--- START OF Available records ---

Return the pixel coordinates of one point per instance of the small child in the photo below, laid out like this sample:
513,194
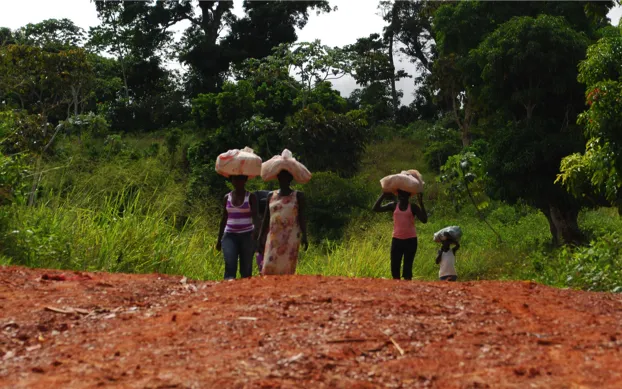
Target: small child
446,258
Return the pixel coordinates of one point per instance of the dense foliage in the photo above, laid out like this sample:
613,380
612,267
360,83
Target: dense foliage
108,152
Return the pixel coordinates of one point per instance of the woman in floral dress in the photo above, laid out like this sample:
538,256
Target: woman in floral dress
284,228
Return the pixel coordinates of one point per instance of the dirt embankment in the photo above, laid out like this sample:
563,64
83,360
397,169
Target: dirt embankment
83,330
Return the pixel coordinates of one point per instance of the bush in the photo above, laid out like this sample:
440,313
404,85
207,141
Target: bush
332,203
327,141
596,267
92,124
440,144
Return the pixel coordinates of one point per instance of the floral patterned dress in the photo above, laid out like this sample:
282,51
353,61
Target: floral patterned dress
284,235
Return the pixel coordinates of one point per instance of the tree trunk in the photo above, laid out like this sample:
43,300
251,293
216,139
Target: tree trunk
564,224
466,139
392,63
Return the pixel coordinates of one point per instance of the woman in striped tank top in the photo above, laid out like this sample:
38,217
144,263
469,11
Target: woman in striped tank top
237,234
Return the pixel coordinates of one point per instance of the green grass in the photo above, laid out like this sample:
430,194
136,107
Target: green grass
128,214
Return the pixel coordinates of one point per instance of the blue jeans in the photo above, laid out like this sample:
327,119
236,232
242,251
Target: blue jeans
236,246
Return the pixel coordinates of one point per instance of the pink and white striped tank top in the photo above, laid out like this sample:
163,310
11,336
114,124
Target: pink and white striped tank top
239,219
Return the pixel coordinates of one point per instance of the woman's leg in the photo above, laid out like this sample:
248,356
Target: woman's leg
247,249
397,251
410,250
230,251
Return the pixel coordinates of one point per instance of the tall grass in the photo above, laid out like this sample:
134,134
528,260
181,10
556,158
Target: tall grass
127,214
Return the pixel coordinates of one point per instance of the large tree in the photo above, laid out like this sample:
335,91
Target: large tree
459,27
51,34
216,38
599,167
374,69
531,97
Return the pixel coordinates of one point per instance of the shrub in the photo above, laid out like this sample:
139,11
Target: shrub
327,141
92,124
332,202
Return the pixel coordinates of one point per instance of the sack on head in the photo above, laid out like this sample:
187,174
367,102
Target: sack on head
272,167
409,181
454,232
239,163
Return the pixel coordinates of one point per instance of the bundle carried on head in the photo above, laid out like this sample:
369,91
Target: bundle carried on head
454,232
408,180
271,168
239,163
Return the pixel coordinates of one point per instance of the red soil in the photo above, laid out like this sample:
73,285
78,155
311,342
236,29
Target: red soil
82,330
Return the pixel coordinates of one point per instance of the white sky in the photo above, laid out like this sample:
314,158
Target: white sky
353,19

--- END OF Available records ---

Exercise: Please turn the rows above into a numbered list, one line per item, skipping any blank lines. Leave the pictures out.

Exercise output:
1. Return the pixel coordinates of one point per instance of the small child in the photo below, laid out like this sample:
2. 513,194
3. Target: small child
4. 446,258
5. Return the pixel coordinates of one point per instance of the dense foliage in the photo above, laid out like this sample:
6. 613,380
7. 612,267
8. 360,83
9. Target: dense foliage
10. 108,152
11. Return the pixel coordinates of one point per instance of the woman in floral dress in the photo above, laid out like this sample:
12. 538,256
13. Target: woman in floral dress
14. 284,228
15. Return the pixel coordinates of one point per instance of the dirt embankment in the photo above, laid out like this sample:
16. 563,64
17. 83,360
18. 397,169
19. Target: dirt embankment
20. 83,330
21. Return the pixel coordinates of one point per instance of the bush in the photo above, laid out like this sample:
22. 440,313
23. 404,85
24. 207,141
25. Target: bush
26. 332,203
27. 327,141
28. 596,267
29. 92,124
30. 440,144
31. Return the pixel coordinates of one point per instance of the floral patterned dress in the photo above, laid out like this sample:
32. 282,51
33. 353,61
34. Target: floral patterned dress
35. 284,235
36. Return the pixel coordinates of one point per instance of the tree trunk in the photo above, laid out like this sample:
37. 43,300
38. 251,293
39. 216,139
40. Target: tree trunk
41. 564,224
42. 466,139
43. 392,63
44. Return the pixel coordinates of one point per instance of the woman in striped tank top in the photo above, laid out like this sample:
45. 38,217
46. 144,263
47. 469,11
48. Target: woman in striped tank top
49. 237,234
50. Return the pixel coordinates of one point per instance of the green grass in the photo above, laid out like this sample:
51. 430,194
52. 136,107
53. Target: green grass
54. 128,214
55. Return the pixel coordinates of one point per instance of the blue jeans in the photo above, laid out like this sample:
56. 327,119
57. 236,232
58. 242,251
59. Target: blue jeans
60. 236,246
61. Return the pixel coordinates of one point per instance of the pink and white striped tank top in the photo above, laid out like this sample:
62. 163,310
63. 11,336
64. 114,124
65. Target: pink and white striped tank top
66. 239,219
67. Return the pixel coordinates of one point per instance of the woman's leg in the photo above, laid out like this sample:
68. 248,356
69. Target: woman's leg
70. 247,249
71. 397,251
72. 410,250
73. 230,251
74. Return the pixel coordinates of one point per instance of the tall grass in the photo above, laid out like this sample:
75. 134,134
76. 528,260
77. 181,10
78. 556,158
79. Target: tall grass
80. 127,214
81. Return the pixel coordinates of one point per instance of the large tree in the photo above, laid out like this sample:
82. 335,91
83. Target: large tree
84. 459,27
85. 51,34
86. 216,38
87. 599,167
88. 374,69
89. 531,97
90. Return the pixel coordinates of one point per instance of the shrub in the photo above, laid out like this sample:
91. 139,11
92. Target: shrub
93. 327,141
94. 92,124
95. 332,202
96. Return the pixel coordinates of one point per instance of the sack on head in the photo above, laid out like this sample:
97. 187,174
98. 367,102
99. Target: sack on head
100. 272,167
101. 409,181
102. 454,232
103. 239,163
104. Return the pixel coordinates of one point per instance of the bundle carried on head in the photo above, laid out like this sample:
105. 369,91
106. Target: bundle carried on head
107. 454,232
108. 408,180
109. 271,168
110. 239,163
111. Return the pixel coordinates of one point per instance of the red soil in the photo above, laid out like this sample:
112. 73,285
113. 78,155
114. 311,342
115. 236,29
116. Target: red soil
117. 82,330
118. Return the pixel coordinates of one point per instance of the white sky in the photo above, laid out like this sample:
119. 314,158
120. Target: white sky
121. 353,19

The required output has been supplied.